• _EXERCISES_
1) Answer these questions using the post about Toshiro Umezawa:
(a) On which site did this first appear as a guest post?
(b) What name does the writer give the deck built around Toshiro?
(c) What converted mana cost does the post give for Toshiro?
2) In the post about Toshiro Umezawa, turn the paragraph beginning "This was originally a guest post" into a short bulleted list that keeps its main facts.
3) Summarize the post about Toshiro Umezawa in two sentences.

• _READING PASSAGE_

Commanding Opinion: Toshiro Umezawa

Sorry for having not written anything in quite a while. I’ve been very, very busy with work and family life, so I’m going to be making some edits to guest posts I received a while back and reposting them on here so people can still enjoy them.


This was originally a guest post from when I wrote on WinTargetGame.net. We were taking posts from people on Reddit and reposting them to our site with their permission. Since they wrote these articles specifically for us, I want them to still be out there on a public forum to be discussed and viewed. Anything in these is not necessarily my opinion, but the opinion of the people that submitted these posts to me.

On with the post!


Does anyone else out there remember when every Magic set got a novel? I used to love that, I collected those little paperback bastards and would always have a dogeared copy of one of them in my backpack next to my books for English class. While Kamigawa block had some gameplay issues, its novels were stellar. I recently reread them and in doing so reacquainted myself with [card]Toshiro Umezawa[/card].

Last time I read through the Kamigawa trilogy, EDH was not a thing, now I had the ability to bring my favourite character from the books to life on the tabletop. This is how my Mono-Black KILL ALL THE THINGS deck was born.

toshiro umezawa

Having played him for a while now, I have discovered that Toshiro is a very cool card and he possesses exceptional potential—but he comes with some serious pros and cons.

Pros

He Is Cheap – A mono-color Commander with CMC 3 is exceptionally easy to cast and re-cast. You can reliably count on Toshiro to be present for the majority of the time you’re playing the deck.

• _DATA SUPPLIED_
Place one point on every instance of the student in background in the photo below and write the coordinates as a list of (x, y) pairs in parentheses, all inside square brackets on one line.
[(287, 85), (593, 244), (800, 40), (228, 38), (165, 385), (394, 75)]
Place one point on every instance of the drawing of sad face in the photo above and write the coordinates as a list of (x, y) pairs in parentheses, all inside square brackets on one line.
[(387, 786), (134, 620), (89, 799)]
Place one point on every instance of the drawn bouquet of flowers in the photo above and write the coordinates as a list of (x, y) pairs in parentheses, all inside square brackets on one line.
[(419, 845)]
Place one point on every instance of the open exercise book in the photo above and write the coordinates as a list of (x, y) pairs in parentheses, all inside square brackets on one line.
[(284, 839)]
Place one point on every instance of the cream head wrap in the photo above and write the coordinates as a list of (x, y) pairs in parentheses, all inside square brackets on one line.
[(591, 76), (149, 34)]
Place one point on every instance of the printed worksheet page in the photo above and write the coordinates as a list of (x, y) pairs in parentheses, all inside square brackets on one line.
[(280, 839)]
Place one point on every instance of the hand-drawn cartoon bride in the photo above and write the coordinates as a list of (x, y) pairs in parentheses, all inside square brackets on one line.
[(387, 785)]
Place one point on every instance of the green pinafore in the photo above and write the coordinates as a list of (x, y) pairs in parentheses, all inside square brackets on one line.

• _ANSWERS BELOW_
1)
(a) WinTargetGame.net
(b) The Mono-Black KILL ALL THE THINGS deck
(c) 3

2)
- The piece first ran as a guest post on WinTargetGame.net.
- That site took posts from Reddit users and reposted them with their permission.
- The writers made these articles specifically for the site, so the poster wants them kept public for discussion and viewing.
- The views in them belong to the people who submitted them, not necessarily to the poster.

3) After being busy with work and family, the poster is editing and reposting guest posts first published on WinTargetGame.net, whose opinions belong to their submitters. In this one, a reader of the Kamigawa novels built a Mono-Black EDH deck around Toshiro Umezawa and names his low mana cost of 3 as a key strength, since he is easy to cast and re-cast.